(Dataset entries)
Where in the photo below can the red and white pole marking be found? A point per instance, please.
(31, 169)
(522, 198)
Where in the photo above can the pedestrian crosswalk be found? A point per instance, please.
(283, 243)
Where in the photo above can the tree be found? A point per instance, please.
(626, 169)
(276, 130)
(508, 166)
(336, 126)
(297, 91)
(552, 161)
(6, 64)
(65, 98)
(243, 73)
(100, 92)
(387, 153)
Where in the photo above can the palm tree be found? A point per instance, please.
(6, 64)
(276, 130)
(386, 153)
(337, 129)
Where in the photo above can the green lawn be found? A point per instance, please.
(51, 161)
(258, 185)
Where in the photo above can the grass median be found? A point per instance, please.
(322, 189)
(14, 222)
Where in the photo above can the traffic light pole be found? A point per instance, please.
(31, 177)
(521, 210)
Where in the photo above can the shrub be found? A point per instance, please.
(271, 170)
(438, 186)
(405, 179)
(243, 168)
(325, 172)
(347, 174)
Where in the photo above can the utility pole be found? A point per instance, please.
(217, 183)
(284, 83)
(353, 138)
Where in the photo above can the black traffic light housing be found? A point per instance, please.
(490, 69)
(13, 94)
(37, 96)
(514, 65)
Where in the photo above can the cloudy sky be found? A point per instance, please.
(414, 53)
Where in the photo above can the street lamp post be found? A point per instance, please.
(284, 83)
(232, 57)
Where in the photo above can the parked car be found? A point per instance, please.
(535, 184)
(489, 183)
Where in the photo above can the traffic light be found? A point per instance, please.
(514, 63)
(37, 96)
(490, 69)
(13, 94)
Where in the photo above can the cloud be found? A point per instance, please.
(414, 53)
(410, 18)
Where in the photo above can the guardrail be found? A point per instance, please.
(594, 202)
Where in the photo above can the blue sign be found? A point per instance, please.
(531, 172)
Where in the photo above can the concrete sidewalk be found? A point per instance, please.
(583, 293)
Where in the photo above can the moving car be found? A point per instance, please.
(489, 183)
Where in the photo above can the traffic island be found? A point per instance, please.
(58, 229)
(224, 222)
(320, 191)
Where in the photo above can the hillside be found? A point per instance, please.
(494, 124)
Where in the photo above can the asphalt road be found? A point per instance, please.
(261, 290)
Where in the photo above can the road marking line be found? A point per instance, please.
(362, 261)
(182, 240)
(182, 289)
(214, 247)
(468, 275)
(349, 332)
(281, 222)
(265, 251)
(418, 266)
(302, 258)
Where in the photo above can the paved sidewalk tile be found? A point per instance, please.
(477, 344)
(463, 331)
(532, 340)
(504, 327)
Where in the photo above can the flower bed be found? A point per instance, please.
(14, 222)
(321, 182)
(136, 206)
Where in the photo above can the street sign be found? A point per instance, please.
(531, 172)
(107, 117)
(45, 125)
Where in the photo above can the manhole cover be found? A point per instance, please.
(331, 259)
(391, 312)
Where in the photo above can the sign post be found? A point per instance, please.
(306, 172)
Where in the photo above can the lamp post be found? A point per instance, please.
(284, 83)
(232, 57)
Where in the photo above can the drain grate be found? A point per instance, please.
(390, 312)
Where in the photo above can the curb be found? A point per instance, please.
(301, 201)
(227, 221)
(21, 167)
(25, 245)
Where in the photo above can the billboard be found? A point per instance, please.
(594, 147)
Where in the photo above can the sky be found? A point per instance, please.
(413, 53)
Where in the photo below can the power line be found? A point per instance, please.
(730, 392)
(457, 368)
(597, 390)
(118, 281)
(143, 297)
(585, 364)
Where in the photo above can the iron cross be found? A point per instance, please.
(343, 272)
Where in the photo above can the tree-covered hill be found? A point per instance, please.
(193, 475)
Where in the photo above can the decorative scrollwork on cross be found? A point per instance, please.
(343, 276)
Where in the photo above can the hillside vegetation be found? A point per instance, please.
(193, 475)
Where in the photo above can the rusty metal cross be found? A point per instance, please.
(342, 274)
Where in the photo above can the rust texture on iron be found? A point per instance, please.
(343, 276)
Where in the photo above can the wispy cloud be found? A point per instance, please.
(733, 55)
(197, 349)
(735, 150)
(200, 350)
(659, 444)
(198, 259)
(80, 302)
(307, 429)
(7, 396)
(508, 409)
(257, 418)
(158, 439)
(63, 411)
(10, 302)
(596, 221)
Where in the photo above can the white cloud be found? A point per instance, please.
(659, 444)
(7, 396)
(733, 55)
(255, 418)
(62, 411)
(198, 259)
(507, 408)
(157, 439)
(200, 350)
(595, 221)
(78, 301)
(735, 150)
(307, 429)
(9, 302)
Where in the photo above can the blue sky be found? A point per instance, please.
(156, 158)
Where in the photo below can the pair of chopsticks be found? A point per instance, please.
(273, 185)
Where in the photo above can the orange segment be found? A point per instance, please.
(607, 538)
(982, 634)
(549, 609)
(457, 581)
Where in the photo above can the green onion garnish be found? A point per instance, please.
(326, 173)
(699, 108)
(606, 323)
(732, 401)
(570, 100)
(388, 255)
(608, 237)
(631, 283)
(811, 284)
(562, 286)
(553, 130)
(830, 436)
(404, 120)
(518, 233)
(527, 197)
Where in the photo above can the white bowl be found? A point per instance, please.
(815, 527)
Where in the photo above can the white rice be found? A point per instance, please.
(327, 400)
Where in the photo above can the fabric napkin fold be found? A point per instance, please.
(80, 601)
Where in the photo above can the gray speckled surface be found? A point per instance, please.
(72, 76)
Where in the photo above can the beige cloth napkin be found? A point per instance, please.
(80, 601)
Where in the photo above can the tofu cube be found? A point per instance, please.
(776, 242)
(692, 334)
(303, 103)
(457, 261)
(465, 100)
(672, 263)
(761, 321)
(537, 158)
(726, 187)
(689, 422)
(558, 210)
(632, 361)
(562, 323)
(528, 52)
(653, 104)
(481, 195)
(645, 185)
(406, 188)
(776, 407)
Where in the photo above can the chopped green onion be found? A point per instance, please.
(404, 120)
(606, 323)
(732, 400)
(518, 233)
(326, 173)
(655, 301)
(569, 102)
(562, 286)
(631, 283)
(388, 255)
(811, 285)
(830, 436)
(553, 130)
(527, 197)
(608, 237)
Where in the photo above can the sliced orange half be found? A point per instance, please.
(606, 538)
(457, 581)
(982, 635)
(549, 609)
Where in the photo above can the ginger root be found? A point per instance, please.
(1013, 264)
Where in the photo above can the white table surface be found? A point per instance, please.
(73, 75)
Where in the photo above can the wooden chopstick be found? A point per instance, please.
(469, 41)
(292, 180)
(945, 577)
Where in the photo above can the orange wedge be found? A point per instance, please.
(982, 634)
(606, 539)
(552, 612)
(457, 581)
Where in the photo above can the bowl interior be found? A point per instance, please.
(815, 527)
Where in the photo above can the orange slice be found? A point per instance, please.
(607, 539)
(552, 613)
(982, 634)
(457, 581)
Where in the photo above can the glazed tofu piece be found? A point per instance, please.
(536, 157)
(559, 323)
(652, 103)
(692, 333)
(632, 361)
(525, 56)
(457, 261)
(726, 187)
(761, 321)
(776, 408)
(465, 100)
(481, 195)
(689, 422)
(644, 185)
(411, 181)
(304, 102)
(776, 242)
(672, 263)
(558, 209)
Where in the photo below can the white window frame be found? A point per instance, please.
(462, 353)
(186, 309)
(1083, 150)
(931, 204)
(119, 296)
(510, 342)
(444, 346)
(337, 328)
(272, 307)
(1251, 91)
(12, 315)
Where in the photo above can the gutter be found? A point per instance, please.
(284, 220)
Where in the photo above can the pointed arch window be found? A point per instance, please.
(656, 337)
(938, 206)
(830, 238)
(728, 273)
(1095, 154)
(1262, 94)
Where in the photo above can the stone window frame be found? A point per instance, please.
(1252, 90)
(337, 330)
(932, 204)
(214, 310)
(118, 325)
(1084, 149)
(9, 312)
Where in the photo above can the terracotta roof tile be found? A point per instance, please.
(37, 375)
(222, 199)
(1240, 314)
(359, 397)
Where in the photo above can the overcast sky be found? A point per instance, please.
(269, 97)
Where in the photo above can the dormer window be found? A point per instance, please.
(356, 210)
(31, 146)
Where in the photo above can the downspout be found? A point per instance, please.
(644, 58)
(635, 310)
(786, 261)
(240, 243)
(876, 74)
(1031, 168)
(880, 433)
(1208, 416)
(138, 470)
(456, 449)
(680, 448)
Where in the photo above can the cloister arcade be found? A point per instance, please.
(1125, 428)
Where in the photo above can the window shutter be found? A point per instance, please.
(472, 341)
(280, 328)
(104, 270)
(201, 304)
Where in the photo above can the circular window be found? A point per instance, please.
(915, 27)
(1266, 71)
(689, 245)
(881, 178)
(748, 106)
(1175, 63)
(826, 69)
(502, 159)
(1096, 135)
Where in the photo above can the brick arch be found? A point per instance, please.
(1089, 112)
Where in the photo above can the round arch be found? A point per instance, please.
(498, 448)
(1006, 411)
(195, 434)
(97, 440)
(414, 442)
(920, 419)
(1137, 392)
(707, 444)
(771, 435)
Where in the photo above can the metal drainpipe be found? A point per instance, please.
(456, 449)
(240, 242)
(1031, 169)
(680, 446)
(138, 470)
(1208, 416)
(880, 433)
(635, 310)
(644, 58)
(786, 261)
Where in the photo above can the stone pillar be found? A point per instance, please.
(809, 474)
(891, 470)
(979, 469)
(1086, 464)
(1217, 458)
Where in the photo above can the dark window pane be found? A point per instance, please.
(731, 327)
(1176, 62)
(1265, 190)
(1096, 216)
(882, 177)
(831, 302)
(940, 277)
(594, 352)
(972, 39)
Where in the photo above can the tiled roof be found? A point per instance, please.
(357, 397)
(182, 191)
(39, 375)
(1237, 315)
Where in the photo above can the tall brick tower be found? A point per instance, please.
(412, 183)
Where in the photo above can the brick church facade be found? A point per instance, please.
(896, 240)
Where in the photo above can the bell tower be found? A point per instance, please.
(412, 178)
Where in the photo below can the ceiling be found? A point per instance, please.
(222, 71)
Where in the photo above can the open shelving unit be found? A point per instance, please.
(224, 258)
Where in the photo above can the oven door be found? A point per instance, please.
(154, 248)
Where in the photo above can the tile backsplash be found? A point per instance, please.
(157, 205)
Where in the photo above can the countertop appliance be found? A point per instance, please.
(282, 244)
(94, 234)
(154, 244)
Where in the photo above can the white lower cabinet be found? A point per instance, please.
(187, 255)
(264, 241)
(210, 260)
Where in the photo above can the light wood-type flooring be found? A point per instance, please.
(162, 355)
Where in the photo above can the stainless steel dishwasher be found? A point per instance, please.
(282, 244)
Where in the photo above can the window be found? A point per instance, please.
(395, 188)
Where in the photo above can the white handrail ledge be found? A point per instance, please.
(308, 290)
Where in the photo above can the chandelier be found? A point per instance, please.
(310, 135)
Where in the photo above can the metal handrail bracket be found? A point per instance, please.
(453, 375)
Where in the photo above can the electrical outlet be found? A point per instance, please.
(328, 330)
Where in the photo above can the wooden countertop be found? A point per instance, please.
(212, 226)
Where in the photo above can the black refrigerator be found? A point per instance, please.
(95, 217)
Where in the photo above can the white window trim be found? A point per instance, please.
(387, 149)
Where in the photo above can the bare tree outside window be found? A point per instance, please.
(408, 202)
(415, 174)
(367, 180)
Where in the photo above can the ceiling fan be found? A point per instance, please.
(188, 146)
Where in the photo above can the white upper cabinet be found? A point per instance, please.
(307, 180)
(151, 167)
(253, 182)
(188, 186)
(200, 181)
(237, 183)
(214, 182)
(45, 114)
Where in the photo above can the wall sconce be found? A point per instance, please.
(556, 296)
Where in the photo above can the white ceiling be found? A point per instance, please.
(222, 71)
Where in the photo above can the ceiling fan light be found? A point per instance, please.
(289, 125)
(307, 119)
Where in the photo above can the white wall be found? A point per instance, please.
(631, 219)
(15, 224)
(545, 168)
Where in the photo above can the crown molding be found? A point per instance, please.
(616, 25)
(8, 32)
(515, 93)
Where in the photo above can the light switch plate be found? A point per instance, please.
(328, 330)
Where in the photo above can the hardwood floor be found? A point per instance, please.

## ASSIGNMENT:
Find where "Where in the photo above can the white wall" occurs in the data, and please write out that line through the last line exactly, with nothing else.

## ANSWER BOX:
Where in the photo above can the white wall be found? A point per instance, please.
(631, 219)
(15, 224)
(545, 168)
Where in the photo above can the crown molding be found? A point per instance, please.
(616, 25)
(8, 32)
(515, 93)
Where in the photo above can the light switch plate be found? A point per instance, please.
(328, 330)
Where in the photo above can the hardwood floor be found? A point per instance, please.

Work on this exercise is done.